-- Opening Marker --
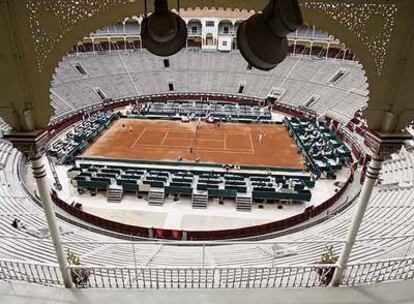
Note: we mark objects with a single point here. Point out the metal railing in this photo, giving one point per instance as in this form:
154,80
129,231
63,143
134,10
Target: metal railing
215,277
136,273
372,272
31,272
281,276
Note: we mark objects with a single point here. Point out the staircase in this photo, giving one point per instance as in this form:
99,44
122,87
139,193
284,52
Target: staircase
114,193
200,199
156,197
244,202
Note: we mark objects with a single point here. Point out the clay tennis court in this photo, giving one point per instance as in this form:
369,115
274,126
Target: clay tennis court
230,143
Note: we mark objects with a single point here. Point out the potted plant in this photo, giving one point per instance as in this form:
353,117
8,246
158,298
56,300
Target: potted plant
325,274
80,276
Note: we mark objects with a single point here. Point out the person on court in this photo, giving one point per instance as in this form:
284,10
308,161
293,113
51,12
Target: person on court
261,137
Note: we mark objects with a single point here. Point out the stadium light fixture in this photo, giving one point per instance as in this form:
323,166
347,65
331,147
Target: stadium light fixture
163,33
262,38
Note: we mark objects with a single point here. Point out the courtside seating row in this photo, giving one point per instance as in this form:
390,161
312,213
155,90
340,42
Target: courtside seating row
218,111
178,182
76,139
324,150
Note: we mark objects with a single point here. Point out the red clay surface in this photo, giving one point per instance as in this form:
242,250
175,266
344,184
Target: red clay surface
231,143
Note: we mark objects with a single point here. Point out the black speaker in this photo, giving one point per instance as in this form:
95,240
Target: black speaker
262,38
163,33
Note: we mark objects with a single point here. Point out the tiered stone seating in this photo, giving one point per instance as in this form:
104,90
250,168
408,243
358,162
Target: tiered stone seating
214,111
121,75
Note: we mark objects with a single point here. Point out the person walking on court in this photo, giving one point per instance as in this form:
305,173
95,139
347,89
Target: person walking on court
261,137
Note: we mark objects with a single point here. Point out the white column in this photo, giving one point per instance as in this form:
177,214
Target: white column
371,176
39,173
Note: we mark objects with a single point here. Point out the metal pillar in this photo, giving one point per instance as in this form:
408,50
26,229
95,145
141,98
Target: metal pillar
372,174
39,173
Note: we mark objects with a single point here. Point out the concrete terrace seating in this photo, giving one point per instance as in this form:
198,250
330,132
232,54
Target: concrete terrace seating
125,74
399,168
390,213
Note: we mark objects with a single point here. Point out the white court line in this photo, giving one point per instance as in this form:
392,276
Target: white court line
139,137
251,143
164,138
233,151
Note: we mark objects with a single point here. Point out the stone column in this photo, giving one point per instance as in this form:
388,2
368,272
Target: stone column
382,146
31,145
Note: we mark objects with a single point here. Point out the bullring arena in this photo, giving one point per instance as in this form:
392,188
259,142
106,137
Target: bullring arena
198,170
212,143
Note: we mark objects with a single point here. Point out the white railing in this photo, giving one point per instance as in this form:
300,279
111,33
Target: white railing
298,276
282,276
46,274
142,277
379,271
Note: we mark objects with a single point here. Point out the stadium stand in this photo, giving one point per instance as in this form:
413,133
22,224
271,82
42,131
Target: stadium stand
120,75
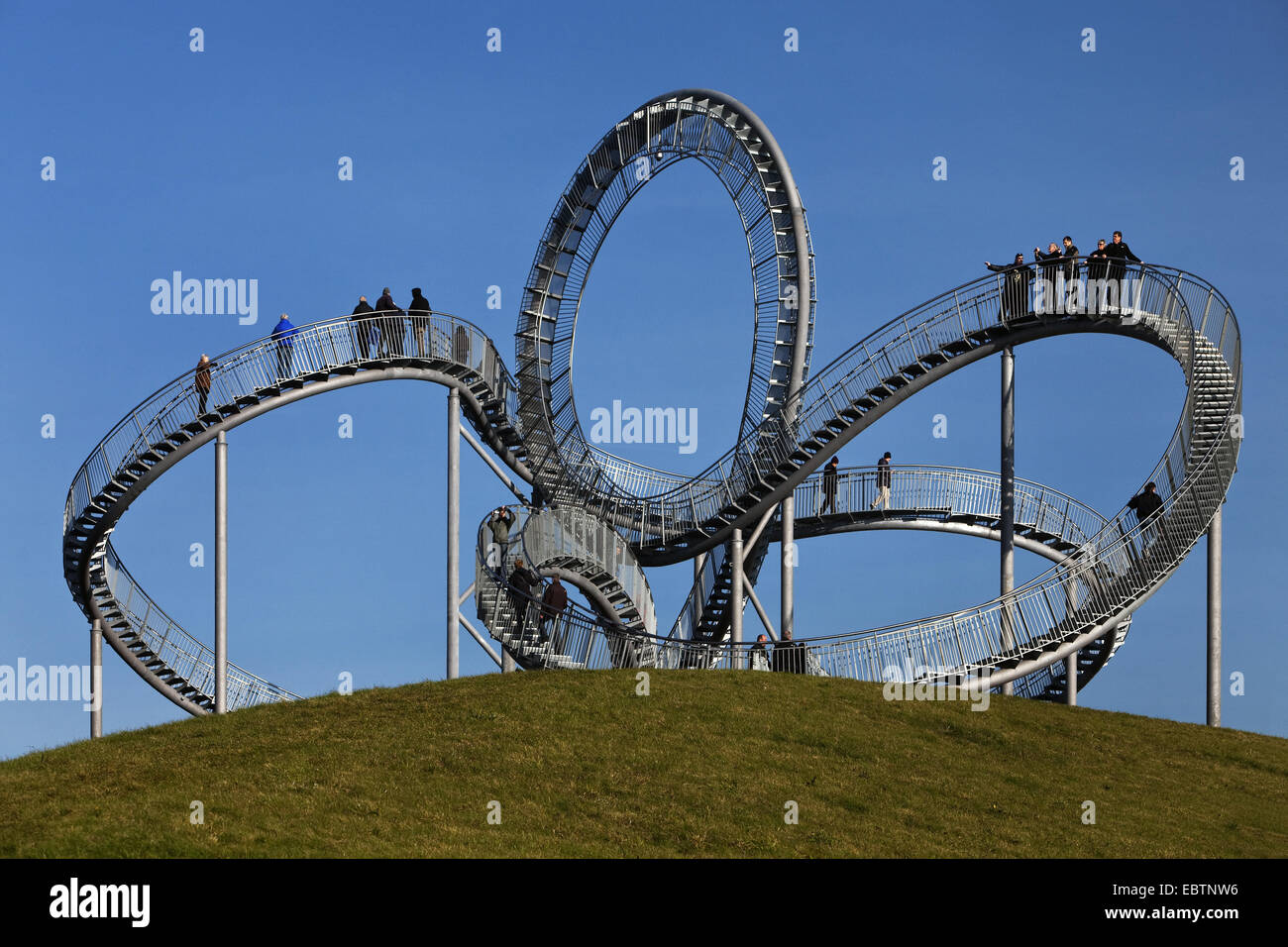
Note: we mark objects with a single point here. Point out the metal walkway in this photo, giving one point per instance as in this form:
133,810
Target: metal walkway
-- Closing Marker --
Retype the records above exactly, pictures omitted.

• [Written solution]:
Note: we mark objects with a single point here. Point out the metal railing in this photo, giving one point per instance as in this form:
154,80
129,231
63,143
134,10
Target: metal railing
215,277
136,273
372,272
31,272
281,276
Note: we mark objects with a single point here. Point out the staircase in this photo, giving one point per instance as in this form:
99,44
122,87
139,193
284,52
Target: staircase
114,193
200,199
156,197
244,202
Note: we mark objects with a single point here. Point out the clay tennis court in this photo, giving one point per instance as in this form:
369,115
274,126
Target: clay tennis court
230,143
Note: we mark objects with a single point here. Point out the potted plant in this photo, giving one point per instance as in this form:
353,117
8,246
158,298
56,300
Target: potted plant
325,274
80,276
Note: we mark objects with a single point here. Point out the person on court in this photo, giving one point per instance as in this form:
284,10
308,161
293,113
51,12
Target: person on court
261,137
Note: we mark objects with a single point here. Point out the stadium light fixture in this photo, giving one point per instance as in this form:
323,166
347,65
331,147
Target: stadium light fixture
163,33
262,38
Note: we mark objects with a single point here. Point out the courtside seating row in this photo, giving one point per instance as in this form:
390,161
312,213
155,90
340,42
Target: courtside seating row
218,111
178,182
76,139
324,150
Note: we mark objects with a single point here. Point out the red clay surface in this photo, giving one point per instance as in this form:
242,250
175,266
344,184
Target: red clay surface
231,143
Note: we mark objects with a single point here. Point out the black speaker in this photo, giving one point per instance as in this form:
95,240
Target: black speaker
262,38
163,33
Note: we mark objects with a single point here. Point out the tiered stone seating in this photo, giving one point per instance as in this form:
104,90
250,168
408,243
358,162
Target: tiered stone seating
214,111
121,75
Note: we mark objects with a single point here. Point out the person walking on court in this photo, giving one point per instance as in this form:
305,173
95,139
347,89
Target: person walking on court
261,137
Note: we mark objects with a single point here. Point out the white column in this photo, giving one point per instance as in this form:
177,214
Target: white column
371,176
39,173
Note: we mark objects with a single point here. Point out the metal pillar in this photo, giving one point per instance as in this form:
408,50
26,229
95,145
141,98
Target: metal pillar
372,174
39,173
Note: we mark objects with a single point here. Point out the concrete terrace seating in this photo, giving one point per instance as in this form:
198,250
330,132
232,54
Target: concrete terrace seating
125,74
399,168
390,213
Note: we mark objects with a single point here. Point out the white court line in this photo, giving one point per instance as in this form:
392,276
Target: white court line
139,137
251,143
164,138
233,151
Note: we mark objects with a single point here. Point out the stone column in this photo, giving one point per instance as in this form:
388,2
368,272
Target: stone column
382,146
31,145
Note: we mark objects with a single point here. Point out the bullring arena in this photo, giving one point per instance as in this form:
392,188
259,142
106,137
Target: bullring arena
198,170
212,143
Note: we mark objects with a single point here. Point out the white railing in this photo, giving one point per instance as in this form:
300,279
111,33
Target: white railing
298,276
282,276
46,274
142,277
379,271
Note: we mark objects with a single point here. Point out the stadium stand in this photo, giving one point per instance as in this form:
413,133
22,224
271,82
42,131
Target: stadium stand
120,75
Note: we mark objects with a single point here. Point out the metal walkway in this photo, giving one point per instance as in this form:
133,810
Target: metal walkway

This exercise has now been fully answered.